Stored data
********
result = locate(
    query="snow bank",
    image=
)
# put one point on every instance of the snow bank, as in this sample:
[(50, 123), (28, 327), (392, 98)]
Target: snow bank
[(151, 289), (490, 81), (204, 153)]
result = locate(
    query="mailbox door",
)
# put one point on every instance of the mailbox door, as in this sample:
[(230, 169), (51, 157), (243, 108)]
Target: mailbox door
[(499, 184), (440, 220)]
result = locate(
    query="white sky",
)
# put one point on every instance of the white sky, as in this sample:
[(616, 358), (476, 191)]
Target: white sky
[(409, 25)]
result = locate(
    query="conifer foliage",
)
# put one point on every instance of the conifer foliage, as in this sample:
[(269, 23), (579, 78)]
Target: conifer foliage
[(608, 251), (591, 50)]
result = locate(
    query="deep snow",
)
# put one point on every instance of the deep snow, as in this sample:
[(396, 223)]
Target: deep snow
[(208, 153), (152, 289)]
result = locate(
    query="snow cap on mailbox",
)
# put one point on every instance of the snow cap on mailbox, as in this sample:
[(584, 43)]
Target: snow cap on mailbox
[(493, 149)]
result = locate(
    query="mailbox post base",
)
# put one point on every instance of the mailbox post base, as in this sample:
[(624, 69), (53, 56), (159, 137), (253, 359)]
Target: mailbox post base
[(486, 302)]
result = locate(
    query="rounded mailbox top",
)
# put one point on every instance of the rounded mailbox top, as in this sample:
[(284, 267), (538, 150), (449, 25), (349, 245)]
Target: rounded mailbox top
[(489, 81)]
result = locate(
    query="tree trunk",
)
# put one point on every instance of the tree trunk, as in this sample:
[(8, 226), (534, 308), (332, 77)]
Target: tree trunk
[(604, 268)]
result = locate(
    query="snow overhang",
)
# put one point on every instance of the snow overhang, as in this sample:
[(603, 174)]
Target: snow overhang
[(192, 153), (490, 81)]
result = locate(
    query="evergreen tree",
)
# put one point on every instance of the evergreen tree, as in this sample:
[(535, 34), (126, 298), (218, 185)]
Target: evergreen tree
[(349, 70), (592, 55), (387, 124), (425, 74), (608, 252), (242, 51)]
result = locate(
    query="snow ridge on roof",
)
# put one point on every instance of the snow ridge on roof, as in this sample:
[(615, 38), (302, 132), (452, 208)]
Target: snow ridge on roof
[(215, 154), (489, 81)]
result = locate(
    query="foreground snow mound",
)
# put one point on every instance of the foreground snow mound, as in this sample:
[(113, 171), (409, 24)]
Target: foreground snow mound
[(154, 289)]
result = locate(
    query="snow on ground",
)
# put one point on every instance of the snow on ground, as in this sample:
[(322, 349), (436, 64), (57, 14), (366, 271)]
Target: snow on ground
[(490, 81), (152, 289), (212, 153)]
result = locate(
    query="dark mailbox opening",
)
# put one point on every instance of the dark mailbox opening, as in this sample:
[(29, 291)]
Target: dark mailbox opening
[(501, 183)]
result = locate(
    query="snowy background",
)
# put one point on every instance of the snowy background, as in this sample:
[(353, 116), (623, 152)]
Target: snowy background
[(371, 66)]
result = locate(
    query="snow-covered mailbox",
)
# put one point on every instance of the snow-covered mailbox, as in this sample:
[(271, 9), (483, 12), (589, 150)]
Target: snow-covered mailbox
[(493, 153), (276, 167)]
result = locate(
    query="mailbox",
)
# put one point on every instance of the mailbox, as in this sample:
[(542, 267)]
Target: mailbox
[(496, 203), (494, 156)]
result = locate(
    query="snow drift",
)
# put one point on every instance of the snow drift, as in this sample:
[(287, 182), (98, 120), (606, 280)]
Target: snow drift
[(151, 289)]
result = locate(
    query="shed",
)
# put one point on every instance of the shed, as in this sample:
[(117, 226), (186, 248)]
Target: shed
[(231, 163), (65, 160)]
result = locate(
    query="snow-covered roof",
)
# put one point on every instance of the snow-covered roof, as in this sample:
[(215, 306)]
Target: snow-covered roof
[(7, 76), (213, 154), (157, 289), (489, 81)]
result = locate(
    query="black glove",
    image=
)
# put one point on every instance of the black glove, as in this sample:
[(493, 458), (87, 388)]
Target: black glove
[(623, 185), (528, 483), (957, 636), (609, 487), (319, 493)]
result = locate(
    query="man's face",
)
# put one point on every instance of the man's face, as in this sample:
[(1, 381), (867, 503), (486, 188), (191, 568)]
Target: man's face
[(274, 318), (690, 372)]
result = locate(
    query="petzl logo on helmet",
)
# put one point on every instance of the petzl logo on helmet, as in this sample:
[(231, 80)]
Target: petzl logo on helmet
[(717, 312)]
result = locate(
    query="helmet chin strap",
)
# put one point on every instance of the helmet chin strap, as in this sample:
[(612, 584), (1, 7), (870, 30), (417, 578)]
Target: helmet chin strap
********
*Prompt*: Put every line of the data above into a JSON list of strings, one string per line, leaving out blank lines.

*Right answer*:
[
  "result = locate(",
  "    query=\"snow bank\",",
  "    image=",
  ")",
  "# put one point on every instance of the snow bank, as in this sample:",
  "[(50, 123), (28, 327), (392, 98)]",
  "Target: snow bank",
  "[(151, 289), (490, 81), (204, 153)]",
  "result = locate(",
  "    query=\"mailbox door\",",
  ")",
  "# put one point on every instance of the mailbox door, as in this sample:",
  "[(230, 169), (51, 157), (243, 108)]",
  "Target: mailbox door",
  "[(499, 184), (440, 220)]",
  "result = locate(",
  "    query=\"white sky\",",
  ")",
  "# put one point on every instance of the white sky, as in this sample:",
  "[(616, 358), (476, 191)]",
  "Target: white sky",
  "[(409, 25)]",
  "result = locate(",
  "    query=\"conifer foliage\",",
  ")",
  "# put one point on every instance of the conifer foliage, as in this sample:",
  "[(269, 23), (579, 78)]",
  "Target: conifer foliage",
  "[(608, 251), (591, 50)]",
  "result = locate(",
  "    query=\"deep snow\",",
  ")",
  "# put one point on every instance of the deep snow, as in this sample:",
  "[(396, 223)]",
  "Target: deep snow",
  "[(208, 153), (152, 289)]",
  "result = locate(",
  "    query=\"snow cap on mailbox\",",
  ")",
  "# put one point on every instance of the snow cap on mailbox, as in this sample:",
  "[(584, 43)]",
  "Target: snow cap on mailbox",
  "[(493, 149)]",
  "result = locate(",
  "    query=\"mailbox post base\",",
  ")",
  "# put one point on every instance of the mailbox post base, as in this sample:",
  "[(624, 69), (53, 56), (159, 137), (253, 359)]",
  "Target: mailbox post base",
  "[(486, 302)]",
  "result = locate(",
  "    query=\"rounded mailbox top\",",
  ")",
  "# put one point on every instance of the rounded mailbox top, as in this sample:",
  "[(284, 267), (538, 150), (449, 25), (349, 245)]",
  "Target: rounded mailbox top",
  "[(489, 81)]",
  "result = locate(",
  "    query=\"tree trunk\",",
  ")",
  "# put one point on every instance of the tree trunk, as in this sample:",
  "[(8, 226), (534, 308), (332, 77)]",
  "Target: tree trunk",
  "[(604, 268)]",
  "result = locate(",
  "    query=\"snow overhang\",",
  ")",
  "# put one point on every instance of the snow overhang, as in this sample:",
  "[(603, 174)]",
  "Target: snow overhang",
  "[(192, 153), (490, 81)]",
  "result = locate(",
  "    query=\"evergreen tree\",",
  ")",
  "# put one point on every instance of the evergreen tree, as in this sample:",
  "[(535, 34), (126, 298), (218, 185)]",
  "Target: evergreen tree",
  "[(349, 70), (592, 55), (387, 124), (425, 74), (608, 252), (242, 51)]",
  "result = locate(",
  "    query=\"snow ridge on roof\",",
  ")",
  "# put one point on every instance of the snow ridge on roof, as in this sample:",
  "[(615, 38), (302, 132), (452, 208)]",
  "Target: snow ridge on roof",
  "[(215, 154), (489, 81)]",
  "result = locate(",
  "    query=\"foreground snow mound\",",
  ")",
  "# put one point on every instance of the foreground snow mound, as in this sample:",
  "[(113, 171), (409, 24)]",
  "Target: foreground snow mound",
  "[(154, 289)]",
  "result = locate(",
  "    query=\"snow on ground\",",
  ")",
  "# put one point on every instance of the snow on ground, as in this sample:",
  "[(322, 349), (436, 64), (57, 14), (366, 271)]",
  "Target: snow on ground",
  "[(490, 81), (152, 289), (212, 153)]",
  "result = locate(",
  "    query=\"dark mailbox opening\",",
  ")",
  "# put one point on every instance of the dark mailbox opening, as in this sample:",
  "[(29, 291)]",
  "Target: dark mailbox opening",
  "[(501, 183)]",
  "result = locate(",
  "    query=\"snowy background\",",
  ")",
  "# put one point on every instance of the snowy background, as in this sample:",
  "[(353, 116), (623, 152)]",
  "Target: snowy background",
  "[(371, 66)]",
  "result = locate(",
  "    query=\"snow-covered mailbox\",",
  ")",
  "# put one point on every instance of the snow-covered mailbox, as in this sample:",
  "[(271, 9), (483, 12), (589, 150)]",
  "Target: snow-covered mailbox",
  "[(493, 153), (276, 167)]",
  "result = locate(",
  "    query=\"mailbox\",",
  ")",
  "# put one point on every instance of the mailbox, as in this sample:",
  "[(542, 267)]",
  "Target: mailbox",
  "[(496, 203), (494, 156)]",
  "result = locate(",
  "    query=\"snow drift\",",
  ")",
  "# put one point on every instance of the snow drift, as in this sample:",
  "[(287, 182), (98, 120), (606, 280)]",
  "Target: snow drift",
  "[(151, 289)]",
  "result = locate(",
  "    query=\"shed\",",
  ")",
  "# put one point on every instance of the shed, as in this sample:",
  "[(117, 226), (186, 248)]",
  "Target: shed",
  "[(231, 163), (65, 160)]",
  "result = locate(",
  "    query=\"snow-covered roof\",",
  ")",
  "# put one point on every instance of the snow-covered roof, as in this sample:",
  "[(215, 306)]",
  "Target: snow-covered roof",
  "[(7, 76), (213, 154), (157, 289), (489, 81)]",
  "result = locate(",
  "    query=\"black glove\",",
  "    image=",
  ")",
  "# put one point on every instance of the black glove, as in this sample:",
  "[(493, 458), (87, 388)]",
  "Target: black glove",
  "[(623, 185), (528, 483), (957, 636), (609, 487), (319, 493)]",
  "result = locate(",
  "    query=\"man's face\",",
  ")",
  "# put one point on every instance of the man's face, as in this sample:",
  "[(1, 381), (867, 503), (486, 188), (191, 568)]",
  "Target: man's face",
  "[(274, 318), (690, 372)]",
  "result = locate(",
  "    query=\"petzl logo on helmet\",",
  ")",
  "# put one point on every instance of the petzl logo on helmet, as in this sample:",
  "[(231, 80)]",
  "Target: petzl logo on helmet",
  "[(717, 312)]",
  "result = locate(",
  "    query=\"helmet chin strap\",",
  ")",
  "# put one point on every instance of the helmet chin strap, as in this sample:",
  "[(612, 584), (1, 7), (870, 30), (417, 578)]",
  "Target: helmet chin strap"
]